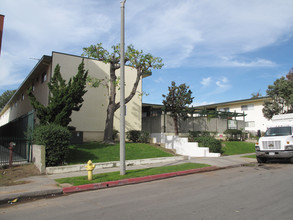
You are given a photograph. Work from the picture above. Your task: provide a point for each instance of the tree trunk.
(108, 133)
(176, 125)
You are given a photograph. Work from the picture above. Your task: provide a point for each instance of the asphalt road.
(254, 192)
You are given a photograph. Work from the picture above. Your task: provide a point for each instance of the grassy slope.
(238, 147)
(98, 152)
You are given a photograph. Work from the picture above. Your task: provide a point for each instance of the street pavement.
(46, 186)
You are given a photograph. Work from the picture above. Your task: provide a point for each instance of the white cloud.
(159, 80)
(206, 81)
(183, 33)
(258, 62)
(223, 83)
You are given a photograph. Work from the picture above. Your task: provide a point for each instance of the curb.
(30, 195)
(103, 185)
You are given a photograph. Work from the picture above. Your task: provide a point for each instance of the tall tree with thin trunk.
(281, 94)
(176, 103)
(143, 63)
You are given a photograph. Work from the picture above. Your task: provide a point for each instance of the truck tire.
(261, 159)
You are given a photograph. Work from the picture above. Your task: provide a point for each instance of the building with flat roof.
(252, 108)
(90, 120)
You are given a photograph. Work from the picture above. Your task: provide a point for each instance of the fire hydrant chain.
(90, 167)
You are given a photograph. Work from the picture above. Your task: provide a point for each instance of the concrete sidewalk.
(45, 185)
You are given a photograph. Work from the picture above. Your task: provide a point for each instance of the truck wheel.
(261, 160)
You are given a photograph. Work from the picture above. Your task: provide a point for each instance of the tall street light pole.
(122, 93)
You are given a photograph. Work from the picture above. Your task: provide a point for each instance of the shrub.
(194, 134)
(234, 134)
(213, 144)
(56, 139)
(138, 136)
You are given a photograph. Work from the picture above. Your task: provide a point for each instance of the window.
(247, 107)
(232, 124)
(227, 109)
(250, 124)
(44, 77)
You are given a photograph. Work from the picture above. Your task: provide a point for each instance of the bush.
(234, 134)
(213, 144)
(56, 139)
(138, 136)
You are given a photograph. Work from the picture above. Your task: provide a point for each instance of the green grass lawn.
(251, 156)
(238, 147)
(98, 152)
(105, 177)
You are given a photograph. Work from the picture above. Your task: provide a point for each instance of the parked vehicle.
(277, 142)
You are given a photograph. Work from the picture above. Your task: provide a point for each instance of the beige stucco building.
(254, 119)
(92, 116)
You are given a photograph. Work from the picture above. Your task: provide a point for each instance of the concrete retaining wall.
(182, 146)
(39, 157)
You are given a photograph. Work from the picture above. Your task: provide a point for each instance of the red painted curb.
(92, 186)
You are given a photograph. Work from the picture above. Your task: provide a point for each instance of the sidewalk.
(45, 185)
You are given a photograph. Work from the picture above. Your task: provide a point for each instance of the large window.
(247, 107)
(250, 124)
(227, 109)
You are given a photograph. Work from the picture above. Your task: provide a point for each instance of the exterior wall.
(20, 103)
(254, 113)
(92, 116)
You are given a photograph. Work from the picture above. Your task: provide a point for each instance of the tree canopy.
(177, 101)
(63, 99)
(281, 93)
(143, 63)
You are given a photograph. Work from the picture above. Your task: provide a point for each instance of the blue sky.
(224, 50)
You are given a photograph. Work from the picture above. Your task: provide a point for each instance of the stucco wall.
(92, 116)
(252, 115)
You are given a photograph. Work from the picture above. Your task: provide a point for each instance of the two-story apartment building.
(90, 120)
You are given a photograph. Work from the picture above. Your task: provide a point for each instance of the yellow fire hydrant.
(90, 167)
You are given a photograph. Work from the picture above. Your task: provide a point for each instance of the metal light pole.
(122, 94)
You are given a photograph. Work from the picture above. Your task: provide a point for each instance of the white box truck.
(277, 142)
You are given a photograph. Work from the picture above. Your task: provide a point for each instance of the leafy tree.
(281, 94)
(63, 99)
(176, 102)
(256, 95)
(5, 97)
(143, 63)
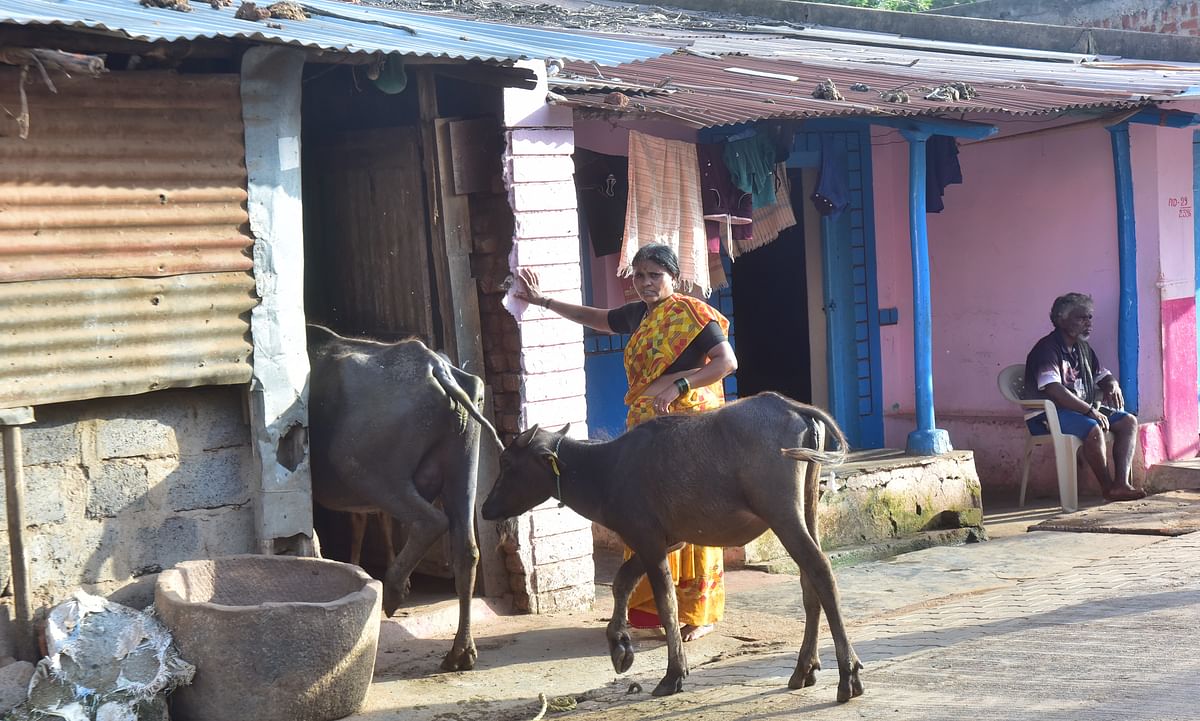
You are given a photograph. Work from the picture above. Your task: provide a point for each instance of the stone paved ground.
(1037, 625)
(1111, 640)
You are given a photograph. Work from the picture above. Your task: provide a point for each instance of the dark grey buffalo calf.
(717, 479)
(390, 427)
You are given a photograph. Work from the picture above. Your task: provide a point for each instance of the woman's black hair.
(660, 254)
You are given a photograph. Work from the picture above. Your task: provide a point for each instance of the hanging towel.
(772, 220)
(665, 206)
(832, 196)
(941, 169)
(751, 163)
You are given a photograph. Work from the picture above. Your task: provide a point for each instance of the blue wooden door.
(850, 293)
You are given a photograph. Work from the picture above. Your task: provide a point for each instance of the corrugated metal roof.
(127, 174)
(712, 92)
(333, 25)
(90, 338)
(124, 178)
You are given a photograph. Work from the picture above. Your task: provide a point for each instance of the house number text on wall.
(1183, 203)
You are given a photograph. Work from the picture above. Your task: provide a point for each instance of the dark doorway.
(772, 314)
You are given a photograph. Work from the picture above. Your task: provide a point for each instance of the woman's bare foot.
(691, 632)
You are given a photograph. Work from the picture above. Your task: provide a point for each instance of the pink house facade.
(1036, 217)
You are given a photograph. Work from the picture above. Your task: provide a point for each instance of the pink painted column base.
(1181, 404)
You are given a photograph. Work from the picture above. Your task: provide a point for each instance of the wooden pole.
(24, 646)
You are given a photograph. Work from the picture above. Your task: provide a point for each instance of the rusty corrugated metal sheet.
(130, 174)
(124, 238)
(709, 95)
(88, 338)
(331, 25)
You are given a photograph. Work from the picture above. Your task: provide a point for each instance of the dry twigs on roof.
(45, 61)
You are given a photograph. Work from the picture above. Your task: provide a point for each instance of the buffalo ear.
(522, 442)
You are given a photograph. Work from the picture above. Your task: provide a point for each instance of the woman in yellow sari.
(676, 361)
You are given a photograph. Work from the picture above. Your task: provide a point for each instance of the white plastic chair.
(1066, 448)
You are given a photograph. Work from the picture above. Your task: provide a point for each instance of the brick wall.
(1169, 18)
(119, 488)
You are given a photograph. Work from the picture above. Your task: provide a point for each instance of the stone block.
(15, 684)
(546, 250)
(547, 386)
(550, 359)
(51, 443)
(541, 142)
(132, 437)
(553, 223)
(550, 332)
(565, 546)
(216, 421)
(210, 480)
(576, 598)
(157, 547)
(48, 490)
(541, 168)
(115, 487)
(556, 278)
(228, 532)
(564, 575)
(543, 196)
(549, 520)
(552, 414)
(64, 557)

○ ○ ○

Every line of the listing above is to be repeated exactly, with its pictures left out.

**ANSWER SPACE**
You are given a photograph. Work from the picture above. Your task: provide a point for each instance of the tree trunk.
(108, 133)
(176, 125)
You are given a photograph. Work from the picture above. Your task: provide a point for each instance of the asphalt road.
(254, 192)
You are given a photograph. Work from the picture above. Your task: provide a point for each instance of the grassy slope.
(238, 147)
(98, 152)
You are given a photograph. Work from the picture above. Your task: provide a point for each instance of the street pavement.
(46, 186)
You are given a photograph. Work from the picture above. Your task: provide a point for each instance of the white cloud.
(159, 80)
(206, 81)
(183, 33)
(258, 62)
(223, 83)
You are given a photograph. Work from the picture above. Your task: provide a point for each instance of the curb.
(30, 195)
(103, 185)
You are given a photograph. Work from the picture above. Your task: provide a point for each instance of the tall tree with thin trunk.
(281, 94)
(176, 103)
(143, 63)
You are given a photograph. Work from the picture above. Your task: provide a point for each instance of the truck tire.
(261, 159)
You are given a photograph. Work from the picture above. Your task: provide a point for each instance of the building with flat roof.
(252, 108)
(90, 120)
You are given a photograph. Work from the picture above. Your task: provide a point for each instance of the fire hydrant chain.
(90, 167)
You are given a photograph. Work from the picture above. Your task: provide a point for each instance of the concrete sidewalk.
(45, 185)
You are given a photograph. Work from the picture above. Your task: provide a point for each instance of the truck wheel.
(261, 160)
You are given a photograph. Work from the picture above. Your task: provide a point for each instance of the tall street light pole.
(122, 93)
You are given a photograph. Work from the picture above. Your task: provide a point for each instance of the shrub.
(194, 134)
(234, 134)
(213, 144)
(56, 139)
(138, 136)
You are given a photograph. Work from the picture above. Your task: provide a point for each instance of the window.
(247, 107)
(232, 124)
(227, 109)
(250, 124)
(44, 77)
You are given a photograph. Work from the picture above. Your task: provide a point for each instance of the bush.
(234, 134)
(213, 144)
(56, 139)
(138, 136)
You are given a photograph. Work from the picture above. Your task: provide a point for each instance of the green grass lawn.
(251, 156)
(238, 147)
(98, 152)
(105, 177)
You are given a photograph. Work from the picture above. Your task: provide a point for each instance of the parked vehicle.
(277, 142)
You are given a photograph. Work from the picture above. Your task: provide a point for each instance of the beige stucco building.
(254, 119)
(92, 116)
You are given a photograph. Work from the picture above. Your task: provide a point for each instance of the concrete retaining wall.
(182, 146)
(39, 157)
You are given a photograph. Work from the picture above. Your task: provide a point for each instance of the red painted curb.
(92, 186)
You are given a photograph. Work from the picture above. Your task: provide a point for each instance of the sidewalk.
(45, 185)
You are given a photograph. Work from the picture above. Your task: provide a point for each instance of the large window.
(247, 107)
(250, 124)
(227, 109)
You are given a photograph. Work from the picture above. Your task: provide a point for each instance of the exterior wall.
(20, 103)
(254, 113)
(92, 116)
You are given a photograph. Work from the picture above. Your task: provide a point for each instance of the tree canopy.
(177, 101)
(63, 99)
(281, 93)
(143, 63)
You are given a photograph. Work from the picture above. Your task: provide a point for each instance of the blue sky.
(224, 50)
You are given a photograph. Work from the picture above. Your task: provide a point for each instance of the stucco wall.
(92, 116)
(252, 115)
You are given a photograph. Work from the picture above. Your task: provide a point for each instance of the two-story apartment building.
(90, 120)
You are given a photograph. Work from the picture above. Your task: provide a point for each instance of the yellow fire hydrant.
(90, 167)
You are given a photograph. Work from the picture above. Your task: provide a point for each instance of the metal light pole.
(122, 94)
You are given a photograph. Work from the picture above. Your task: provide a point for each instance of the white box truck.
(277, 142)
You are given a photograph. Work from the picture above. Your task: provide a point for each instance of the leafy tree.
(281, 94)
(63, 99)
(176, 102)
(256, 95)
(5, 97)
(143, 63)
You are given a photograph. Work from the picture above. Your task: provide a point for each instance of the stone paved ground.
(1037, 625)
(1111, 640)
You are given a photograph. Work from the picture above. Your task: provide a point for each instance of the dark grey buffalo calf.
(717, 479)
(390, 427)
You are given a photograph. Work from the picture above. Your task: provide a point for each instance of the woman's black hair.
(660, 254)
You are given a photograph. Work from the picture above. Your task: provide a point for each instance of the hanging towel.
(772, 220)
(665, 206)
(832, 196)
(941, 169)
(751, 163)
You are given a photograph. Work from the picture above. Your task: provide a point for each instance of the blue wooden door.
(850, 293)
You are given a photograph. Work from the picture above. Your task: provide a point for each instance of the corrugated metal roof.
(127, 174)
(712, 92)
(333, 25)
(90, 338)
(124, 178)
You are given a photograph. Work from the picture above. Your task: provide a point for each instance of the house number text on wall.
(1183, 203)
You are given a photograph. Work from the picture above. Your task: provide a point for each instance of the dark doorway.
(772, 314)
You are given a photograph. Work from the picture above. Your task: provide a point for each instance of the woman's bare foot.
(691, 632)
You are given a photograph. Work from the picture above. Your task: provide a point for each instance of the pink house facade.
(1036, 217)
You are given a photograph. Work from the picture above. Your task: provide a point for each instance of the pink painted column base.
(1181, 404)
You are given a photograph. Work from the picture above. Your task: provide a point for each instance of the wooden pole.
(24, 646)
You are given a photograph. Work from the picture above. Your task: provide a point for each instance of the rusty corrugated metal sheet.
(130, 174)
(124, 238)
(709, 95)
(88, 338)
(331, 25)
You are given a photograph. Work from the picture above. Your task: provide a point for each instance of the dry twigs on roof.
(45, 61)
You are given a photograph. Work from the picture above. Your task: provide a point for each instance of the buffalo ear.
(522, 442)
You are given a photograph. Work from the picture above. Your task: provide a point for each instance of the woman in yellow sari.
(676, 361)
You are given a photograph. Work from the picture above. Your task: provide a point for each instance of the white plastic chair.
(1066, 448)
You are given a photograph. Work from the picture above. Your task: provide a point for each instance of the brick wall.
(1169, 18)
(119, 488)
You are given a photograph. Work from the picture above. Your task: provide a point for each instance of the stone block.
(15, 684)
(546, 250)
(547, 386)
(550, 359)
(51, 443)
(541, 142)
(132, 437)
(553, 223)
(550, 332)
(565, 546)
(216, 421)
(210, 480)
(576, 598)
(157, 547)
(48, 490)
(541, 168)
(115, 487)
(556, 278)
(228, 532)
(564, 575)
(543, 196)
(549, 520)
(552, 414)
(64, 557)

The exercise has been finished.